→ THE PROBLEM
Update the entries from the line that has "Planogram-check task. Target: parking line" through the end, putting "curb edge" wherever "parking line" appears and leaving everything else unchanged. Give back only those lines.

[start THE RECORDS]

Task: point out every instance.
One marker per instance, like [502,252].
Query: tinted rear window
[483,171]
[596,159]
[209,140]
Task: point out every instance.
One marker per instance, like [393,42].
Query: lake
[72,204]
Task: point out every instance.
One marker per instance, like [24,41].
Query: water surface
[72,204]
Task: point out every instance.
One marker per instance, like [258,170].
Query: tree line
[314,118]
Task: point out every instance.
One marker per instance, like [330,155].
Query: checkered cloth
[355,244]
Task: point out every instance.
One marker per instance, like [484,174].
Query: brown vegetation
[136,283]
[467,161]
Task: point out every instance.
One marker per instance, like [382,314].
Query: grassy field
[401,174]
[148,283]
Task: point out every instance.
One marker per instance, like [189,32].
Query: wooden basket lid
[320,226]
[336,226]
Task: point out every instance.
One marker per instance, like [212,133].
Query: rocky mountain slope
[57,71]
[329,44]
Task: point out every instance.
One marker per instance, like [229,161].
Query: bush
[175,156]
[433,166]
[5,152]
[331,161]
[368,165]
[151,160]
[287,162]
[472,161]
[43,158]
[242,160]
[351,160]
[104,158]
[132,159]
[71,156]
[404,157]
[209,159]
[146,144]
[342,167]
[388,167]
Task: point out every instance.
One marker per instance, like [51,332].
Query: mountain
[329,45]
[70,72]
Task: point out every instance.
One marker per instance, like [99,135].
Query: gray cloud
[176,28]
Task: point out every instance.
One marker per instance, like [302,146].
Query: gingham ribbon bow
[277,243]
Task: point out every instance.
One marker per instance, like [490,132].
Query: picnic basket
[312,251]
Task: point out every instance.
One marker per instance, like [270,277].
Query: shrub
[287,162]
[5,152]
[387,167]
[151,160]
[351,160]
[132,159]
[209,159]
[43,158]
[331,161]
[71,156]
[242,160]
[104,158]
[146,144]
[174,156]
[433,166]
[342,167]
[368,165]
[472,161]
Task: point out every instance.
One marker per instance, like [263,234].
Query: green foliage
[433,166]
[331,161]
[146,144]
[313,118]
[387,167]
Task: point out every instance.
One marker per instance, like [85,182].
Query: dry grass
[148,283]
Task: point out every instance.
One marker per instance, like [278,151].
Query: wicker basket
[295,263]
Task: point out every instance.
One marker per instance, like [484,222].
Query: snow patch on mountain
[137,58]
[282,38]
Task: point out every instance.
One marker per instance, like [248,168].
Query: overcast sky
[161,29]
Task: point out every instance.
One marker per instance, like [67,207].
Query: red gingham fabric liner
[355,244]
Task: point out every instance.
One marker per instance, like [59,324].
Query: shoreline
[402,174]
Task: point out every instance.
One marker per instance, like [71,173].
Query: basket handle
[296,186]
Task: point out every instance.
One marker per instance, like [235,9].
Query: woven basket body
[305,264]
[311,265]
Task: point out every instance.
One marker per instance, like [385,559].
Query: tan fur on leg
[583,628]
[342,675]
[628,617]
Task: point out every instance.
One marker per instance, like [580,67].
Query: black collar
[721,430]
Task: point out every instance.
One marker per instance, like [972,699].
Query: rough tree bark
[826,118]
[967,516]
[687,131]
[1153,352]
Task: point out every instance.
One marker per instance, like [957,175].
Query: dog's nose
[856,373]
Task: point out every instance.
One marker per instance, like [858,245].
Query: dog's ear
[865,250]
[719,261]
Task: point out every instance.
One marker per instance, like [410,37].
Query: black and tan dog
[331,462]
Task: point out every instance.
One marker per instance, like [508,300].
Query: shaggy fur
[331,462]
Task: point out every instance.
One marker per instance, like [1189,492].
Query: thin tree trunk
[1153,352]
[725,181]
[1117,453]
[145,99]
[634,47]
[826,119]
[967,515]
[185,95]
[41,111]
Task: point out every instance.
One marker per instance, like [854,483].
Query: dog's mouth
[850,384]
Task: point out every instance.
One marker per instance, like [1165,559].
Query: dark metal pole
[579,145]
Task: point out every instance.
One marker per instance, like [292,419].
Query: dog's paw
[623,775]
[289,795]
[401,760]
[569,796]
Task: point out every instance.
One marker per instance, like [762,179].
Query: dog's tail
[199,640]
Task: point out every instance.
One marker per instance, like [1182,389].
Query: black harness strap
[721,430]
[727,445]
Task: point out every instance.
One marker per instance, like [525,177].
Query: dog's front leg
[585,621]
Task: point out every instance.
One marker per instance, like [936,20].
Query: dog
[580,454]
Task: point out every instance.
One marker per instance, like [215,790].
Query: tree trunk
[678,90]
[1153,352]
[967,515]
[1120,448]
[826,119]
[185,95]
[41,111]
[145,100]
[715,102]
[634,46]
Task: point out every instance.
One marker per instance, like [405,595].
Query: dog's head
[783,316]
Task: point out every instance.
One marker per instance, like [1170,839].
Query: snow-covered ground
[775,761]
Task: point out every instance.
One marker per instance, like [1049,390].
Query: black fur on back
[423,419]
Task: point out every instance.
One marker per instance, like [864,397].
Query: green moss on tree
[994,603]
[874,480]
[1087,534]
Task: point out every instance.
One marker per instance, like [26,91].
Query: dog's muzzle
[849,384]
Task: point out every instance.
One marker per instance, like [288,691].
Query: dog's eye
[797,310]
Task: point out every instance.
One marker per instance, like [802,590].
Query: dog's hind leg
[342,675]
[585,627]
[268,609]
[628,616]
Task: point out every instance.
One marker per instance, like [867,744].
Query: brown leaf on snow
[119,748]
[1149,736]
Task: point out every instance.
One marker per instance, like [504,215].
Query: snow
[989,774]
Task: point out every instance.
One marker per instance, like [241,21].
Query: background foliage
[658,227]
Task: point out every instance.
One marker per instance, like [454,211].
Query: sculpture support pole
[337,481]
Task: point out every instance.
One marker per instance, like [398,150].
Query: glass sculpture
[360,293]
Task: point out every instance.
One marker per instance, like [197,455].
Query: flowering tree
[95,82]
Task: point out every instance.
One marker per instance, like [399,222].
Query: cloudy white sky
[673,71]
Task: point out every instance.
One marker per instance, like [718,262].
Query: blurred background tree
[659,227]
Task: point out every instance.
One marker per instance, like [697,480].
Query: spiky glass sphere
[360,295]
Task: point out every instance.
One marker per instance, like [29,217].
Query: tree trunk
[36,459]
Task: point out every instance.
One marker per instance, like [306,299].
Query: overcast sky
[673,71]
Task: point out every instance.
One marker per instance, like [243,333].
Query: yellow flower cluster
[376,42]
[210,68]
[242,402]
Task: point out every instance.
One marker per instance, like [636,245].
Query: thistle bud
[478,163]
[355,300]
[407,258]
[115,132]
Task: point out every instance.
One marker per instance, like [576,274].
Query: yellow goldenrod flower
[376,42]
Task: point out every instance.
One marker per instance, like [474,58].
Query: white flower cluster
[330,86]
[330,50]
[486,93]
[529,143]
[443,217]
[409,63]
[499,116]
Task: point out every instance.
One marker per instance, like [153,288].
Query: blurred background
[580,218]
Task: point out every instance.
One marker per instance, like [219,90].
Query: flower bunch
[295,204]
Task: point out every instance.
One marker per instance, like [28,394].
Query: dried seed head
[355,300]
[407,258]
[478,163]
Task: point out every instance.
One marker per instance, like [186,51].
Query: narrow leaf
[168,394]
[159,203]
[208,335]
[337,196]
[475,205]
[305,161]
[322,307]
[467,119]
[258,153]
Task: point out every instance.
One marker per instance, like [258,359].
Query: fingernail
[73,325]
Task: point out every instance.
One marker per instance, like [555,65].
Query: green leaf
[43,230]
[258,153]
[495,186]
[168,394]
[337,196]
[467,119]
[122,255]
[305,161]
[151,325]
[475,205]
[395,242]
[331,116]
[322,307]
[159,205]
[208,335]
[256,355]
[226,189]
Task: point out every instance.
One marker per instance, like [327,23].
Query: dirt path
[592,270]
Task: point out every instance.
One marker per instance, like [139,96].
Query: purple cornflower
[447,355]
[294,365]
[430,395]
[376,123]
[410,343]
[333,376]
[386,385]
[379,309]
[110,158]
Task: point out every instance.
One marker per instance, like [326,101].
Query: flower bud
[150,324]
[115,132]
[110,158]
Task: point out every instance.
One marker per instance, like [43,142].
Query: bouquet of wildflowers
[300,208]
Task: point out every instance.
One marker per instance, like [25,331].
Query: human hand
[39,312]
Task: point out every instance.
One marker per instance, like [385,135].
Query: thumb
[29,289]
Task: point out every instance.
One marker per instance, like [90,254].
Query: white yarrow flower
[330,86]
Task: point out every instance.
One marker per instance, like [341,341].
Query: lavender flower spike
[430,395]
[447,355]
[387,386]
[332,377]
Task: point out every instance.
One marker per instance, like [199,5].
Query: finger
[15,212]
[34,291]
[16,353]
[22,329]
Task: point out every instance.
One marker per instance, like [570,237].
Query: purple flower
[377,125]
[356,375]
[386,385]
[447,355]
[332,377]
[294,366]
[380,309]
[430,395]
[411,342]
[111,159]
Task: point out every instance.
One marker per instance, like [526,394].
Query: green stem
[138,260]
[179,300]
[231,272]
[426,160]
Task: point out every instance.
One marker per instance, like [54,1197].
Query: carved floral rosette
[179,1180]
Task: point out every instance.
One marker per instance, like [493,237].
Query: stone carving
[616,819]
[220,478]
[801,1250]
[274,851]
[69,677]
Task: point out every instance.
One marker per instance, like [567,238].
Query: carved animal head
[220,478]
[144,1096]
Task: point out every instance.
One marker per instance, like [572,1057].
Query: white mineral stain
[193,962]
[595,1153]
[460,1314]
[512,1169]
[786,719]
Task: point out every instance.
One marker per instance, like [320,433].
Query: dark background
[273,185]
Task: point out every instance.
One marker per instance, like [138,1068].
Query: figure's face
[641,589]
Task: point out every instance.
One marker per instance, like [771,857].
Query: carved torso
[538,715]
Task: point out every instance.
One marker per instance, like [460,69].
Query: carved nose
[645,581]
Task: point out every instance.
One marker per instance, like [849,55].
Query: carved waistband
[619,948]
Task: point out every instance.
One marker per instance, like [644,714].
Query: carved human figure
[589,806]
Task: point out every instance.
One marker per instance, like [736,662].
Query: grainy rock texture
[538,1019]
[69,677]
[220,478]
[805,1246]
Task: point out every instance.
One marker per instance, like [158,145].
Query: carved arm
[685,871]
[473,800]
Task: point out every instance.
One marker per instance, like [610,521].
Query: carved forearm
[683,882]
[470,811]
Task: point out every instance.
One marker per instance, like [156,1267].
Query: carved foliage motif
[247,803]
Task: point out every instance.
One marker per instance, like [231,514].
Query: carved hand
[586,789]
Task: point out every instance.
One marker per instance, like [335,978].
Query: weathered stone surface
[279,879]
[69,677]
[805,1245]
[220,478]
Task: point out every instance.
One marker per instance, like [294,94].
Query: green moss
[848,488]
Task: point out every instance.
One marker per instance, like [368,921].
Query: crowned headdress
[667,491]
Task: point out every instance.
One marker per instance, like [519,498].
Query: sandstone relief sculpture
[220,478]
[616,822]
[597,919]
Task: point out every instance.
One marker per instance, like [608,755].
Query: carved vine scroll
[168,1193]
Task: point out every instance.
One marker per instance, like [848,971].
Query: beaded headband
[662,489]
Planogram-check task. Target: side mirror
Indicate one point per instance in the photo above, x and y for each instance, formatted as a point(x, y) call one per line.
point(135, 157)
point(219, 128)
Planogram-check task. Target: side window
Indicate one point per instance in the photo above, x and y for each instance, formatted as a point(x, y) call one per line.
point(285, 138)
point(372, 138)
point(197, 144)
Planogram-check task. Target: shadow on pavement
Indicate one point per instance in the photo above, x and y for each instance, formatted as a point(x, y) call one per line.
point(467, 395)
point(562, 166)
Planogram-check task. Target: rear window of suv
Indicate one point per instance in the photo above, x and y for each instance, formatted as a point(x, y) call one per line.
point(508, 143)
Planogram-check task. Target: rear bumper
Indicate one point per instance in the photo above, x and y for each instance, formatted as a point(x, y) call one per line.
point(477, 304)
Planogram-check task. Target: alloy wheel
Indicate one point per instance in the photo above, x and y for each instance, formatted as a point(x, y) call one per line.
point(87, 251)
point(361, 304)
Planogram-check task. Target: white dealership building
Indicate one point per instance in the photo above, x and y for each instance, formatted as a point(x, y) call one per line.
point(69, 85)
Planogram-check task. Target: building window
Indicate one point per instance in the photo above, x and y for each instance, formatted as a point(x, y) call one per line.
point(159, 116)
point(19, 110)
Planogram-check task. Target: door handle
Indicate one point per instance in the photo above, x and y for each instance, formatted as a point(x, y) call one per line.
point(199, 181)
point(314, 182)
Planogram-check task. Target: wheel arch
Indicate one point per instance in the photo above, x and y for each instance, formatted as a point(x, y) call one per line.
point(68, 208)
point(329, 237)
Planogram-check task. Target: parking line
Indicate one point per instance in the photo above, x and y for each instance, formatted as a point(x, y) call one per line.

[end THE RECORDS]

→ EXERCISE OUTPUT
Planogram-check task. Target: curb edge
Indicate one point per instance in the photo above, x and y for each instance, formatted as a point(x, y) call one per line.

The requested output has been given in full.